EXERCISE DETAILS
Extend the notebook code on crowd annotations of comment constructiveness, picking up right after its final line.

EXCERPT TO READ

In [1]:
import pandas as pd
import numpy as np
from collections import OrderedDict, Counter
import math

In [2]:
# Read constructiveness annotations csv
cdf = pd.read_csv('../CF_output/Batch2_1000/f1269916_constructiveness.csv')

In [3]:
# Remove test questions    
cdf = cdf.query('_golden == False')    

In [4]:
# Annotation info
annotation_info = {}
annotation_info['nannotators'] = len(cdf['_worker_id'].unique())
annotation_info['ncomments'] = cdf['comment_counter'].unique().shape[0]
print(annotation_info)

{'nannotators': 45, 'ncomments': 1000}


In [6]:
# Relevant columns 
unit_id_col = ['_unit_id']
meta_cols = ['article_author', 'article_id', 'article_published_date',
       'article_text', 'article_title', 'article_url', 'comment_author',
       'comment_counter', 'comment_text']
binary_attributes = ['agree', 'constructive']
nominal_attributes = ['constructive_characteristics', 'non_constructive_characteristics']
text_attributes = ['crowd_comments', 'other_con_chars', 'other_noncon_chars']

In [8]:
# Replace text values with numerical values in the dataframe
attrs = cdf[binary_attributes].replace(['yes', 'no', 'partially', 'not_sure', 'noopinion'], [1, 0, 0.5, 0.5, np.nan])

GIVEN INFORMATION
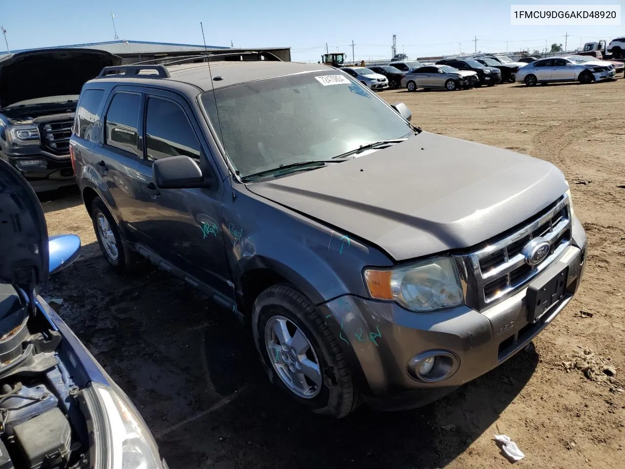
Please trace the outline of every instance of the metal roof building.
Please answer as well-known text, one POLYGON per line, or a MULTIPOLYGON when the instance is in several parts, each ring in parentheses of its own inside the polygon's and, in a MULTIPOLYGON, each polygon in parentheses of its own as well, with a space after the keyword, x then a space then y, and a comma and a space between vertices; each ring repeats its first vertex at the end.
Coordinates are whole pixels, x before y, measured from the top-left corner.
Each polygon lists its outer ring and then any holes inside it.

ANSWER TO THE TASK
other_cols = unit_id_col + meta_cols + nominal_attributes + text_attributes
cdf = cdf[other_cols].join(attrs)

In [9]:
# aggregation method for characteristics
def list_and_sort(vals):
    cnt = Counter()
    all_vals = []
    for v in vals: 
        all_vals.extend(v.split())
    for val in all_vals:
        val = val.strip()
        cnt[val] += 1
    L = cnt.most_common()
    #print('L:', L)
    L1 = [key + ':' + str(freq) for (key, freq) in L] 
    #L = sorted(cnt, key=cnt.get, reverse=True)
    return '\n'.join(L1)

In [32]:
# aggregation method for text attributes
def concatenate(vals):
    L = []
    for val in vals:
        if type(val) != str and math.isnan(val):
            L.append('')
        else:
            L.append(str(val))
            
    return "\n".join(L)

In [33]:
# agreegation method for each class of attributes
binary_dict = {k: 'mean' for k in binary_attributes}
meta_dict = {k: 'first' for k in meta_cols}
nominal_dict = {k: list_and_sort for k in nominal_attributes}
text_dict = {k: concatenate for k in text_attributes}

In [34]:
agg_dict = {**binary_dict, **meta_dict, **nominal_dict, **text_dict}

In [40]:
# Aggregate the results for all workers on a particular comment
aggregated_df = cdf.groupby('_unit_id').agg(agg_dict)
aggregated_df['constructive'] = aggregated_df['constructive'].apply(pd.to_numeric)
print(aggregated_df.columns)

Index(['agree', 'constructive', 'article_author', 'article_id',
       'article_published_date', 'article_text', 'article_title',
       'article_url', 'comment_author', 'comment_counter', 'comment_text',
       'constructive_characteristics', 'non_constructive_characteristics',
       'crowd_comments', 'other_con_chars', 'other_noncon_chars'],
      dtype='object')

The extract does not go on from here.